EXERCISE INSTRUCTIONS → Rewrite all of the material below, replacing "bounding box" with "rectangle" everywhere and leaving everything else unchanged. Do not include the pictures.

RECORDS SHOWN →
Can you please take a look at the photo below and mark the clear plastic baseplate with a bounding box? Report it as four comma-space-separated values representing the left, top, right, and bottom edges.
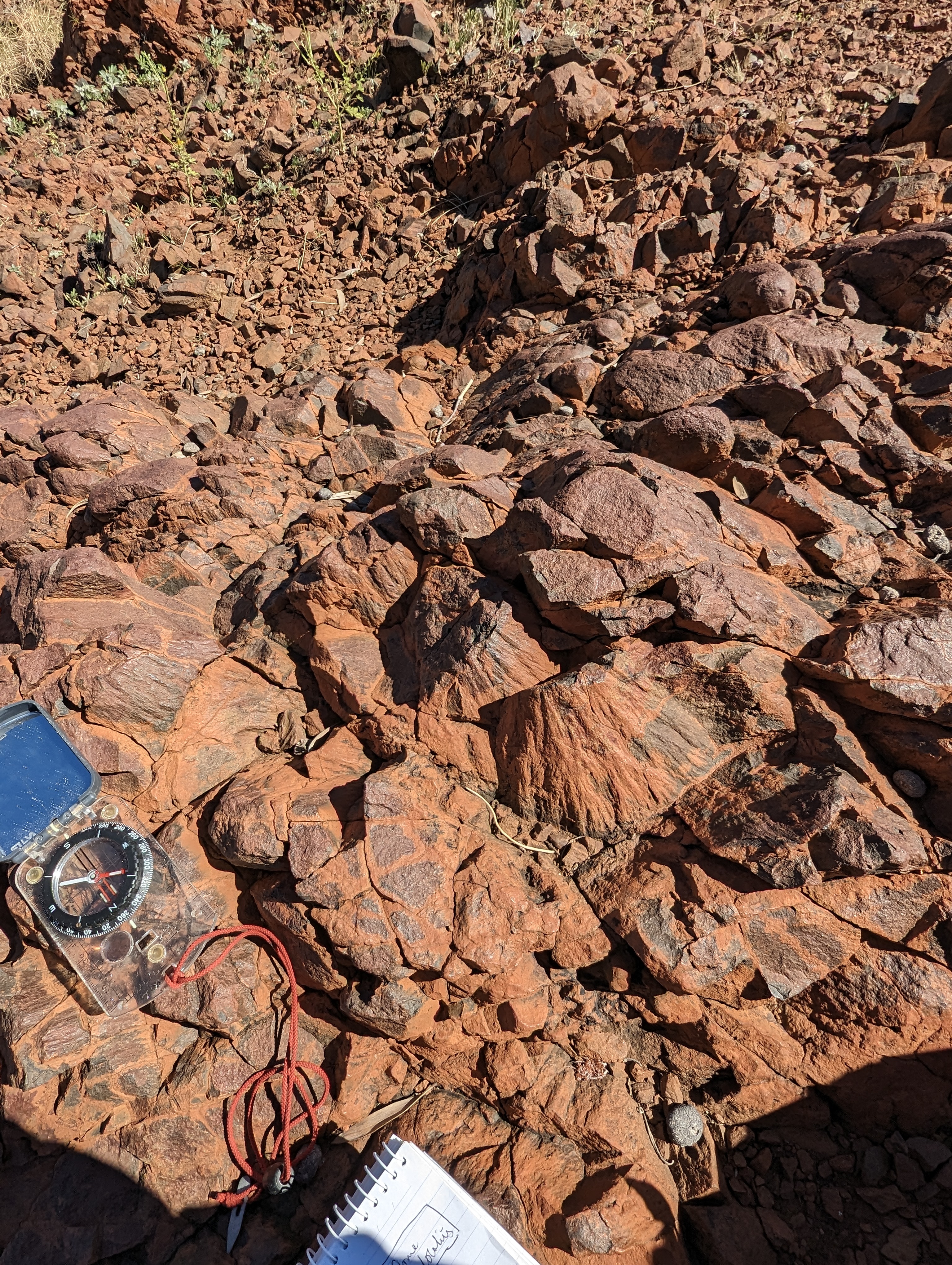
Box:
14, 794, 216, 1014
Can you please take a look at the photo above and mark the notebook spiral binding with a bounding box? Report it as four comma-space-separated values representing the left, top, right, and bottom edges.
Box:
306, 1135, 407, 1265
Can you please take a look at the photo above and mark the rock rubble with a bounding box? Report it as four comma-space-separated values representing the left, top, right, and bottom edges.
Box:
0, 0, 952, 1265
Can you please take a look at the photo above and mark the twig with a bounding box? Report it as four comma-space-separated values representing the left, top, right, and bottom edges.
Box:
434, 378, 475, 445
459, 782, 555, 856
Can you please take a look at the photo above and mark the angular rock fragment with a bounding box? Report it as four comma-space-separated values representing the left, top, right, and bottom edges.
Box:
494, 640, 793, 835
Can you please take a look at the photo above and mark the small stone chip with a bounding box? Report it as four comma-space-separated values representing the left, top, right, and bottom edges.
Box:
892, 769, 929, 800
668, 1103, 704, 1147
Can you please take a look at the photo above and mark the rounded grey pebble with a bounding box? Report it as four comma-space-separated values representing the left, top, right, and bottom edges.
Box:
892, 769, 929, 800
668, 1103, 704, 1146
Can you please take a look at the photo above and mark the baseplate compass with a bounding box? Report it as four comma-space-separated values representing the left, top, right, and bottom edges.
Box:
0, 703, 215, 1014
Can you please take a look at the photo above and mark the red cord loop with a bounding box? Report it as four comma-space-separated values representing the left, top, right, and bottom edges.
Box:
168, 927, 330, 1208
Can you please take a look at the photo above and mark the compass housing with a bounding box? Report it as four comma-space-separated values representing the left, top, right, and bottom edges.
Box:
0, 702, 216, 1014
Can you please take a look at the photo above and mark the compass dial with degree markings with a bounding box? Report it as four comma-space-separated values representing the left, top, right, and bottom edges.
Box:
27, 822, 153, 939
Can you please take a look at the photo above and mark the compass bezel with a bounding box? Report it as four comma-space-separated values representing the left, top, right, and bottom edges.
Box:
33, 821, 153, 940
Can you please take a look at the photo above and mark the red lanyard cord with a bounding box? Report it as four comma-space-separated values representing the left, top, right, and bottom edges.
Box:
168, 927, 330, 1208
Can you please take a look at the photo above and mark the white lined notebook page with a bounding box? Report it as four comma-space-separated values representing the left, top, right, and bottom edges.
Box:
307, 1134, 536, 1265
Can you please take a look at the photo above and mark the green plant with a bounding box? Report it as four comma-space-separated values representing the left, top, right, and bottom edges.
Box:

EXPECTED ANSWER →
Can you please take a look at the photo below and mark the clear plastic baseplate with a rectangle? Report it as four comma-space-separated values representing the left, top, right, and bottom edges.
Box:
14, 794, 216, 1014
Can you please take a look at the photo above and mark the notebook spiral binding with a rectangle? Report it as four comma-space-separated values representing the left, top, right, and bottom edges.
Box:
306, 1135, 407, 1265
Can you please take a look at the photo above and mark the rock rubble with a rectangle? Report it as four comma-space-separated values representing the left, top, right, and bottom edges.
Box:
0, 0, 952, 1265
Can you please take a look at the photo above and mark the twig with a rectangle? Report it as four comma-space-separated values representing the left, top, right, and bottom edges.
Box:
434, 378, 475, 445
459, 782, 555, 856
Can you please take a look at the photo above and mark the angular rock fragment with a rectangle? Report it as four comma-space-separated values representing the left, top, right, and bottom edges.
Box:
494, 640, 793, 835
Can you please take a look at the photo above and mark the small stone chip with a rectangle? Report it as four comma-space-separated values representing the left, top, right, and bottom edges.
Box:
892, 769, 929, 800
668, 1103, 704, 1147
Can you please take a look at the photo above and mark the rounded grey pebble with a rectangle? Report it as four comma-space-separated values representing the left, top, right, and bottom edges.
Box:
892, 769, 929, 800
668, 1103, 704, 1146
Can you please take a look at the photo above and mark the baseplate compass with a rectangle? Report it as four comma-space-separated values representing the left, top, right, and bottom edges.
Box:
0, 703, 215, 1014
Can you please take a look at the photo above and mark the red cord loop with a rectangle? Report it as four comma-space-separated values representing the left, top, right, and bottom edges.
Box:
168, 927, 330, 1208
Can you please take a look at the photo above and mark the compass housing with a rectangle? Report it as four comma-space-separated values representing the left, top, right, and bottom edges.
Box:
0, 702, 216, 1014
Can you please take a look at the photo above and mark the compass dial with degree markings with a rectangle? Report it as four comma-space-separated values representing the left, top, right, and bottom edges.
Box:
27, 822, 153, 939
Can you please take a look at the photo above and mark the compass bezel with a rectangle? Report it as four comma-space-separated values representing the left, top, right, and bottom edges.
Box:
33, 821, 153, 940
Can you please take a look at the photo above and mark the red lanyard cord with a rectangle? Report it as four comma-space-separated values representing the left, top, right, and bottom edges.
Box:
168, 927, 330, 1208
Can you please take a look at the photo above and mark the white lined notebook page with a rectangle? Report it as four comma-space-separated values representing the left, top, right, and bottom edges.
Box:
307, 1134, 536, 1265
Can you please take a look at the photo above and mark the green plant with a rectangle? Report it as four comma-space-separated values representing the left, top, right, and bottom edges.
Box:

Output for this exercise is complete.